| Set of tasks |
a - Repeat the passage from the forum thread about Autosmart Smart Wheels, starting at "Not sure what's" and ending at "therefore get worse.".
b - Write out the whole listing that follows the thread again, replacing "blouse" with "shirt" and leaving everything else unchanged. Omit the pictures from your answer.

| Extract |
# Autosmart smart wheels



## chewy_ (Mar 5, 2014)

I think I might be using it wrong. I wash my car on a weekly basis,. I start with the wheels by giving a quick rinse with the hose before spraying on smart wheels neat through my meguiars wheel brightener bottle.

I noticed a few weeks ago there seems to be a bit of corrosion going on on the inner alloy. After today's session with smart wheels the alloys looked super clean but the corrosion imh looks a bit worse off compared to a few weeks ago.

Not sure what's going on but thinking maybe I should start using up the rest of my car pro trix instead -have got 2 litres left, or use a dedicated wheel cleaner instead like iron x or Britemax iron max?


----------



## Ro22 (Aug 14, 2014)

Maybe try using 3:1 as per the instructions?
However by cleaning old corrosion/oxidisation off of the wheel you will expose new fresh metal which will 're-oxidize and therefore get worse.


----------



## georgeandpeppa (May 25, 2009)

| Listed records |
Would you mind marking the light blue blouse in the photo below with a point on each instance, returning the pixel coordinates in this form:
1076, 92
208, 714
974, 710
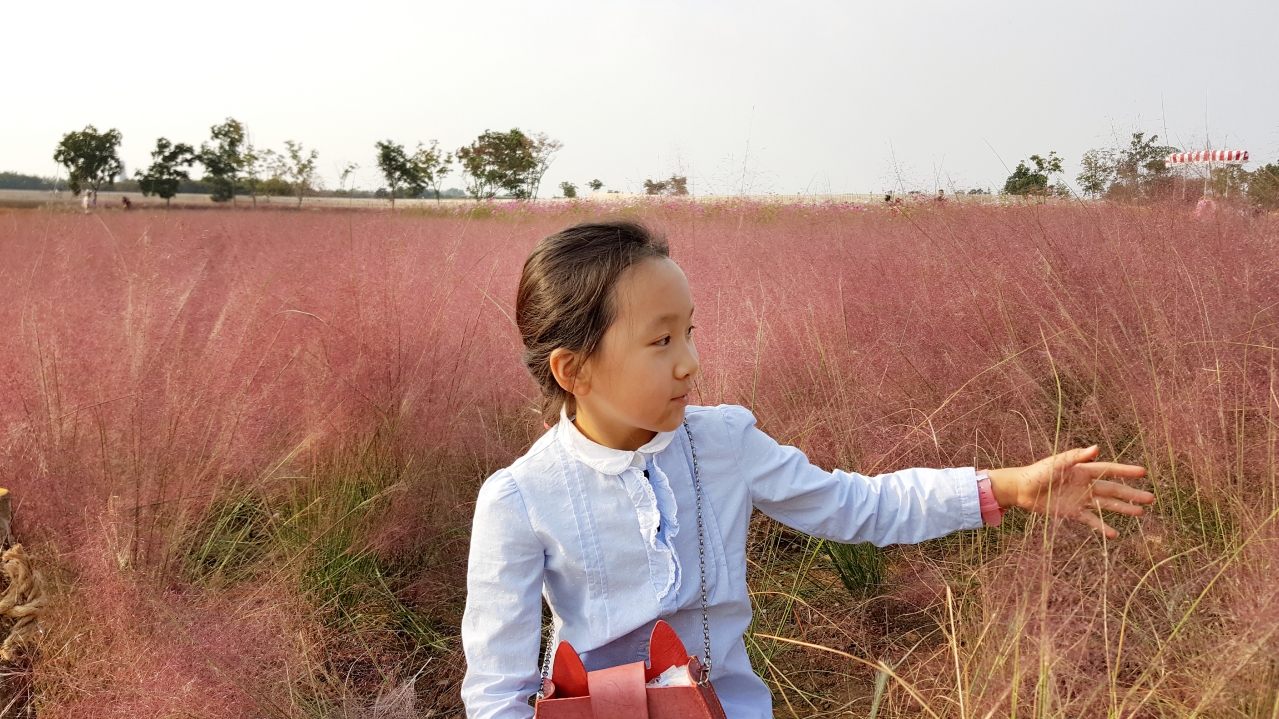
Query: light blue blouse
613, 552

| Task solutions |
a -
Not sure what's going on but thinking maybe I should start using up the rest of my car pro trix instead -have got 2 litres left, or use a dedicated wheel cleaner instead like iron x or Britemax iron max?


----------



## Ro22 (Aug 14, 2014)

Maybe try using 3:1 as per the instructions?
However by cleaning old corrosion/oxidisation off of the wheel you will expose new fresh metal which will 're-oxidize and therefore get worse.

b -
Would you mind marking the light blue shirt in the photo below with a point on each instance, returning the pixel coordinates in this form:
1076, 92
208, 714
974, 710
Query: light blue shirt
613, 552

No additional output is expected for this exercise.